## SELECTED EXTRACT
________________________________________

In the same manner, in the L2 layer of the optical disc in the first embodiment, the sixth wobble out of the eight wobbles in one sync frame is formed as the wobble 109 a. From the opposite viewpoint, by that the detection circuit of the information reproducing apparatus detects the wobble 109 a as the sixth wobble, it is possible to judge that the recording layer in which the tracking is being performed is the L2 layer (refer to the table showing the layer judgment information 113 in FIG. 6). Moreover, in the L3 layer of the optical disc in the first embodiment, the seventh wobble out of the eight wobbles in one sync frame is formed as the wobble 109 a. From the opposite viewpoint, by that the detection circuit of the information reproducing apparatus detects the wobble 109 a as the seventh wobble, it is possible to judge that the recording layer in which the tracking is being performed is the L3 layer (refer to the table showing the layer judgment information 113 in FIG. 6). Moreover, this is not shown in FIG. 5, but in an L4 layer of the optical disc in the first embodiment, the eighth wobble out of the eight wobbles in one sync frame is formed as the wobble 109 a. From the opposite viewpoint, by that the detection circuit of the information reproducing apparatus detects the wobble 109 a as the eighth wobble, it is possible to judge that the recording layer in which the tracking is being performed is the L4 layer (refer to the table showing the layer judgment information 113 in FIG. 6).
Consequently, according to the optical disc in the first embodiment of the information recording medium of the present invention, it is possible to judge each recording layer by detecting a particular position where it is replaced by the wobble 109 a which is oscillated or wobbled at the frequency-modulated frequency, such as the frequency oscillated or wobbled twice as much as the reference frequency. More specifically, in the front area 111 of the sync frame of the groove track, the address information and synchronization information including a synchronization signal are recorded by the land pre-pits LP. Moreover, in the rear area 112, it is replaced by the wobble 109 a which is oscillated or wobbled at the frequency-modulated frequency, in the particular position. Thus, by changing the position where it is replaced by the wobble 109 a, it is possible to change the shape of the groove track in each recording layer. Therefore, by that the information reproducing apparatus described later detects the position where it is replaced by the wobble 109 a, the shape of the groove track peculiar to each recording layer is judged, and each recording layer can be judged or identified, quickly and easily.
If the layer judgment information is recorded in the land pre-pit LP, for example, it is necessary to decode a signal from the land pre-pit LP, so that it causes an increase in processing load of a signal processing circuit and an increase in cost of a signal processing circuit to be added if it is desired to realize a fast signal process.
In contrast, according to the optical disc in the first embodiment, it is possible to change the shape of the groove track GT in each recording layer by changing the position where it is replaced by the wobble 109 a. Namely, by associating the shape of the groove track GT in the rear area 112 with the layer judgment information 113 in a one-to-one way, by definition, the position where it is replaced by the wobble 109 a is detected by the information reproducing apparatus described later, without the layer judgment information decoded. By this, the shape of the groove track peculiar to each recording layer is judged, and each recording layer can be judged or identified, quickly and easily. Incidentally, the detection circuit of the layer judgment information 113 and the detection principle will be explained in detail, in FIG. 8 and FIG. 9 described later.

________________________________________

## Dataset entries

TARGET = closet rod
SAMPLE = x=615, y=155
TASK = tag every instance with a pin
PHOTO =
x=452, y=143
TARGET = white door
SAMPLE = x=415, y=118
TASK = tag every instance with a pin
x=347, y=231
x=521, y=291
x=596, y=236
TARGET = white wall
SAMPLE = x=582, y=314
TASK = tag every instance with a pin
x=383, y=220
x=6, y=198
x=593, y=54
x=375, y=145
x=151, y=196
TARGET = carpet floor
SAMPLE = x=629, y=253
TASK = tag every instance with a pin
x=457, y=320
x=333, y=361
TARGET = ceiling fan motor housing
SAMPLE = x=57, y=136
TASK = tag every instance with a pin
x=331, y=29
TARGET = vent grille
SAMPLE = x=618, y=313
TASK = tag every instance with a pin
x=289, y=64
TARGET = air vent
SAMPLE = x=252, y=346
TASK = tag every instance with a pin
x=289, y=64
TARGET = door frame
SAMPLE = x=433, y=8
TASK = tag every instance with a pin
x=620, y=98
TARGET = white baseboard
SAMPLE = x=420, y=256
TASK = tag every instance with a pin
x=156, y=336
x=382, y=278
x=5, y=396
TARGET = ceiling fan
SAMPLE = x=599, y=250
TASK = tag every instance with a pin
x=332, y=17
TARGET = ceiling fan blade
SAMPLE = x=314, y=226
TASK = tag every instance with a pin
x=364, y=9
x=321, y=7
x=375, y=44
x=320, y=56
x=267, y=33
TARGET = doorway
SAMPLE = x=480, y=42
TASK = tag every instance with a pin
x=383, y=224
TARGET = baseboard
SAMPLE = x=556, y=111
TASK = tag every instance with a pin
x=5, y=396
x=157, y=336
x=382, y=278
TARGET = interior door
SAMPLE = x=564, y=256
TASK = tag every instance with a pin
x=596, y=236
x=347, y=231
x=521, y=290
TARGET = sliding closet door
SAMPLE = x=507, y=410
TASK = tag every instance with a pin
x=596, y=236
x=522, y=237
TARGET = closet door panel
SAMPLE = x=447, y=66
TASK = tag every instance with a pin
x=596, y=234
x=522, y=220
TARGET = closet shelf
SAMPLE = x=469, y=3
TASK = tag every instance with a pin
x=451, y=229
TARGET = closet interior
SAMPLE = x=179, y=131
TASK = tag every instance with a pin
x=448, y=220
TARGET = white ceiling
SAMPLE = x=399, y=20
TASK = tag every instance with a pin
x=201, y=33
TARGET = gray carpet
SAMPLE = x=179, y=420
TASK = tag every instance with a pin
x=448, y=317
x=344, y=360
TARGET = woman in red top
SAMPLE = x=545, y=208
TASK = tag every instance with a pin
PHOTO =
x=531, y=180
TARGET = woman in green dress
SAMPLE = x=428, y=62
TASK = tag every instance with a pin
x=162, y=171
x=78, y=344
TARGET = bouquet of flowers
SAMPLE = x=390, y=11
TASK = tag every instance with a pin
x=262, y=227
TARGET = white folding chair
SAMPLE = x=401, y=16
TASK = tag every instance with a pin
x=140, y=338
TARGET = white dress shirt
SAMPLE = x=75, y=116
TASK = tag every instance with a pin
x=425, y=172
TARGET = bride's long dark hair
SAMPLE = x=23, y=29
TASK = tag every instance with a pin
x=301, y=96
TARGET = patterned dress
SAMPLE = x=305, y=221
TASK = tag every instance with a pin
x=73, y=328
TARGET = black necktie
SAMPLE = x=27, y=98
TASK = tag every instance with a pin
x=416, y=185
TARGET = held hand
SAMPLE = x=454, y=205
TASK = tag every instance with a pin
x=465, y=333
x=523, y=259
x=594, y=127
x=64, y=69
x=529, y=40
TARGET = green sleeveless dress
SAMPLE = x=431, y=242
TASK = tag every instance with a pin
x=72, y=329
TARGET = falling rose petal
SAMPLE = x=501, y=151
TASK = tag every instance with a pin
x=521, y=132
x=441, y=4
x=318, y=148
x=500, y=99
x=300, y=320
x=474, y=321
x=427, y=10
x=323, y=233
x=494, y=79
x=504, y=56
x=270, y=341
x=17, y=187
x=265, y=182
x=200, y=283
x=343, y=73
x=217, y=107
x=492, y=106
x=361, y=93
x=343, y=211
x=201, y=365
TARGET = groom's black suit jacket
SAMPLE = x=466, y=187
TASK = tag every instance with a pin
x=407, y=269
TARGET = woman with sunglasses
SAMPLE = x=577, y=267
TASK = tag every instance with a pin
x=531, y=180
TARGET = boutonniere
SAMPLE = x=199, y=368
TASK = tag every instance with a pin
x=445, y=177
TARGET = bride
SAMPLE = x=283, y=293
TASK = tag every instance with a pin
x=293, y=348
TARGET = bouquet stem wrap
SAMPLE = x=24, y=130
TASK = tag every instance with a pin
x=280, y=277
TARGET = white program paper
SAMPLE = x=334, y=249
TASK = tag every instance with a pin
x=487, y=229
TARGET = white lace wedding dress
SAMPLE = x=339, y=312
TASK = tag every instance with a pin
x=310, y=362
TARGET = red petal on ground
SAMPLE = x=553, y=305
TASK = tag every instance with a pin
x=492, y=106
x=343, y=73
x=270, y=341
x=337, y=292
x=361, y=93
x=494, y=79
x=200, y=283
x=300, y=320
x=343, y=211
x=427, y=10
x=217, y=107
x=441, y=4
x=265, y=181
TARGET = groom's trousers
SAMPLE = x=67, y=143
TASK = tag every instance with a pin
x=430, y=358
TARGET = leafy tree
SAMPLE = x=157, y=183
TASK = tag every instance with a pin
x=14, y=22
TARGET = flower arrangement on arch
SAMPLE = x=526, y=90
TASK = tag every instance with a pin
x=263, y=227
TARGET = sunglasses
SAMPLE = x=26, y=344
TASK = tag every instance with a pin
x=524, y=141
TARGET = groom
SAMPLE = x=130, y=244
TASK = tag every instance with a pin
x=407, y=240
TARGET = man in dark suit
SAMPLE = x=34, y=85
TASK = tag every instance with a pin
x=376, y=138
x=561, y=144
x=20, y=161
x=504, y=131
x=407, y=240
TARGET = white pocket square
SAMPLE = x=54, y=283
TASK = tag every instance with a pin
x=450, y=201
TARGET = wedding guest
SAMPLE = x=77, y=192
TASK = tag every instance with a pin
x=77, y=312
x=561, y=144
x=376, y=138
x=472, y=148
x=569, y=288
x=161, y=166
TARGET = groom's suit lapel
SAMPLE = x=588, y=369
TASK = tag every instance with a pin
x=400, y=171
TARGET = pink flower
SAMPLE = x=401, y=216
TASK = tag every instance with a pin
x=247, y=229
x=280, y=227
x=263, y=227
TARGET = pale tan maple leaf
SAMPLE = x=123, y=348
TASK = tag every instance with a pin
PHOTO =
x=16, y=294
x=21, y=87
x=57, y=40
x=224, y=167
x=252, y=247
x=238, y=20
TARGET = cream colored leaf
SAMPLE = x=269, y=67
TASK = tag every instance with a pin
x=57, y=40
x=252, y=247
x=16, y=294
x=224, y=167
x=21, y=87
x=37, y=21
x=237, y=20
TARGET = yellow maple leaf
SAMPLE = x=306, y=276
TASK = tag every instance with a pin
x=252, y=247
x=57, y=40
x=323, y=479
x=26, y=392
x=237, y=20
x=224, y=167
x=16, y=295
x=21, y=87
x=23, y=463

________________________________________

## AIM A
In the optical disc layer-judgment passage, which recording layers are named, and which of the eight wobbles in one sync frame is formed as the wobble 109 a in each?
## AIM B
Extend the passage on optical disc layer judgment, starting after its final sentence.
These items have no connection to the passage on optical disc layer judgment.

## WRITTEN RESPONSE A
- L2 layer: the sixth wobble
- L3 layer: the seventh wobble
- L4 layer: the eighth wobble

## WRITTEN RESPONSE B
(Explanation of Entire Information Recording/Reproducing Apparatus)
Next, an information recording/reproducing apparatus in an embodiment of the information reproducing apparatus of the present invention will be explained. FIG. 7 is a block diagram showing the entire structure of the information recording/reproducing apparatus in the embodiment of the information reproducing apparatus of the present invention. On the optical disc 100, pit data DP synchronized with a first clock signal CK1 is recorded in accordance with the length of a record mark. The record mark in this example is a pit, and the track is constructed from a pit row. The track has a meandering shape in accordance with a wobble signal WB obtained by the spread spectrum modulation of wobble data DW. The wobble signal WB is synchronized with a second clock signal CK2. The first clock signal CK1 has a frequency which is N times (N is a natural number) as much as that of the second clock signal CK2. In this example, N=25, the second clock signal CK2 is 420 KHz, and the first clock signal CK1 is 10.5 MHz.
An information recording/reproducing apparatus 200 is provided with: an optical pickup 202 for irradiating a reproduction beam onto the optical disc 100 and outputting a signal responding to reflected light; a spindle motor 203 for controlling the rotation of the optical disc 100; and a servo unit 222. The servo unit 222 is synchronized with these signals, and performs spindle servo for controlling the rotation of the spindle motor 203, and focus servo and tracking servo for performing relative position control of the optical pickup 202 to the optical disc 100.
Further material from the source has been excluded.